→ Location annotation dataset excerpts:
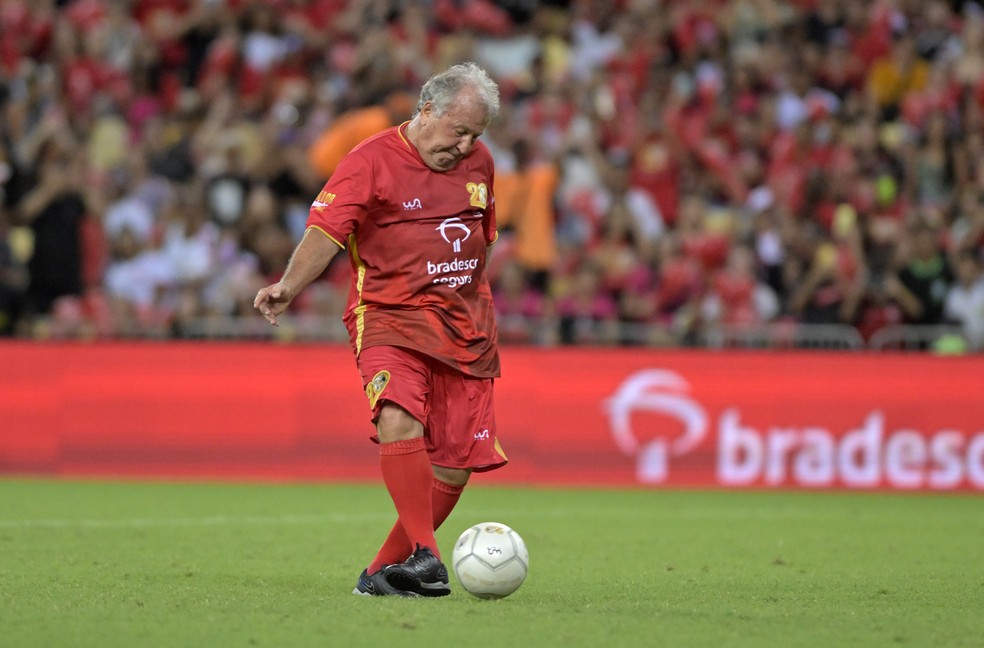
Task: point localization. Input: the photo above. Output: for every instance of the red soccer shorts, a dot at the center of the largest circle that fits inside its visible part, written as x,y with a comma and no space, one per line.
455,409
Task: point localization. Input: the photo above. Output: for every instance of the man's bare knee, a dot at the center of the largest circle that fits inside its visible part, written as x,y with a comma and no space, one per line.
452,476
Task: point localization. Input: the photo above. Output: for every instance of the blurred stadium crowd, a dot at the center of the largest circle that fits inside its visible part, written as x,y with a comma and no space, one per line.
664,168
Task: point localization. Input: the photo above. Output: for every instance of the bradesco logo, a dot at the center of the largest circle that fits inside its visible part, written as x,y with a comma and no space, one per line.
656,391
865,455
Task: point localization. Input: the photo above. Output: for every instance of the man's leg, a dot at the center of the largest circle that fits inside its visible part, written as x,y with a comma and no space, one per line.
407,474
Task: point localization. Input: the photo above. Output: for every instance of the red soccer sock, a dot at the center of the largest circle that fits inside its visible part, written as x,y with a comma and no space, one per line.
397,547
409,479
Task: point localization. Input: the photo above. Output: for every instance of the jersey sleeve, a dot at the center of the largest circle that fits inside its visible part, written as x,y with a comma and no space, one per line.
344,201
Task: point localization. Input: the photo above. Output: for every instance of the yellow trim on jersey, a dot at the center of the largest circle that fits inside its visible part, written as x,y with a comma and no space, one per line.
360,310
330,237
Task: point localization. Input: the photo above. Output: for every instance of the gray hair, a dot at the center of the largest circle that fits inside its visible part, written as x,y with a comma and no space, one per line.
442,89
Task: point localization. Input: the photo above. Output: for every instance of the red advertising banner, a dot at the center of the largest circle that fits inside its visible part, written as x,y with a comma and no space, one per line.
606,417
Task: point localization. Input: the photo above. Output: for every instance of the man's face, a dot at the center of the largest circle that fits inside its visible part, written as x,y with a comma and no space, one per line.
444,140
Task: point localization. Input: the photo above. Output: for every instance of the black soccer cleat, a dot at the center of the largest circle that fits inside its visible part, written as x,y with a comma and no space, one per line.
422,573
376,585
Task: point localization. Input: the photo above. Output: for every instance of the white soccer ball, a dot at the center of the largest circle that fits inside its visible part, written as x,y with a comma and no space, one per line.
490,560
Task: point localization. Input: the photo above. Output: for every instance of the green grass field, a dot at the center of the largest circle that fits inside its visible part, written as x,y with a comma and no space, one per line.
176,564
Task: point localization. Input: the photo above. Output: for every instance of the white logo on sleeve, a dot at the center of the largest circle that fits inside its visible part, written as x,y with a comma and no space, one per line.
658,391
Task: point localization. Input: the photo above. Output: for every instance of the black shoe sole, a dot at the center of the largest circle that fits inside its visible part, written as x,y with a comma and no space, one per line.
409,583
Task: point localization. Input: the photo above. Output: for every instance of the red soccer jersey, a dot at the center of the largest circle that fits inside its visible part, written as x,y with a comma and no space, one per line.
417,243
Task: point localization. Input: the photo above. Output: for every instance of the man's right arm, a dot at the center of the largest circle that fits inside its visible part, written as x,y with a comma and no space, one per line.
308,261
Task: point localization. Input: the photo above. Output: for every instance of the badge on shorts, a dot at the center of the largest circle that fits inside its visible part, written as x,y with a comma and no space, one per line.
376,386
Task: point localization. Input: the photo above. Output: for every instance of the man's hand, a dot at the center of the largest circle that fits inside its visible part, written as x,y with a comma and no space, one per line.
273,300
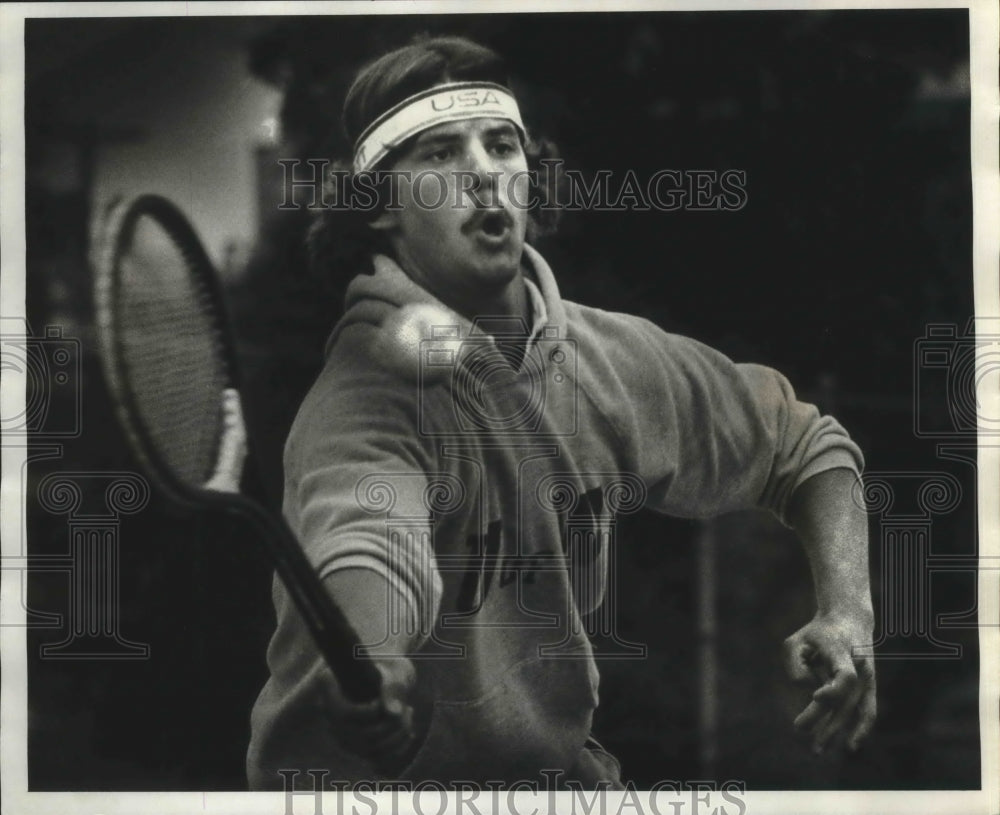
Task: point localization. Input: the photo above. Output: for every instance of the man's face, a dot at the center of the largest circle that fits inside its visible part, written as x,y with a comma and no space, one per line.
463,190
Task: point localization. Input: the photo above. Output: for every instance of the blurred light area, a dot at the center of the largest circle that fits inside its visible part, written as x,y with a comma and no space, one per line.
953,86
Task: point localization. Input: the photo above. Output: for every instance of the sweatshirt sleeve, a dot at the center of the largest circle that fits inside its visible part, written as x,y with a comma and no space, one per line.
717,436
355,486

→ EXERCISE DIRECTIONS:
Please rewrite the stretch from the line containing "soccer jersey, a" through the end of the entries, swapping "blurred light area" for "bright blurred area" and leaving everything else unchanged. Omit the pictures from your answer.

→ SOLUTION BELOW:
Task: point localization. Input: the photo above. Output: for every instance of the red soccer jersey, a dot at the center of the largest circle that fits inside its visible part, written as x,y with a comma and no space, one per line.
417,243
Task: point localization. Input: the photo above. Output: for every instance of the man's right arm, a dot at the center of the largest circle that fits inside its visible part, written as x,y with a comma and no space, one per line.
308,261
Task: point localization. Input: the photo above. Output: for every instance of the badge on shorts, a dot at the center of the largest circle that fits inside its visible part, written as x,y with a comma and no space, one per line.
376,386
Task: point localization. Input: the photo above. Output: for every instance of the man's hand, a dot at the center of the largest circle that fits inside its visible part, written as x,y with a comma and no space, one per line.
273,300
Task: point localization. Input: the photo above. Output: for every instance of the man's face, a dot at the center of the largest circle that fits inside its visible part, written as x,y with a comma and no space, one per line.
463,190
Task: point localization. Input: the photo above. Output: for every instance of the bright blurred area, a dot at the center of the largest circle that fits inside its visible part, written as x,y with a comma and no space, one per line.
953,86
Task: point localization. Input: the photo above. Output: for every instance of the sweatshirt sleeve, a dot at the center of the largest circle that fits inside its visible part, written as x,y with a comma and no space, one per line.
717,436
355,486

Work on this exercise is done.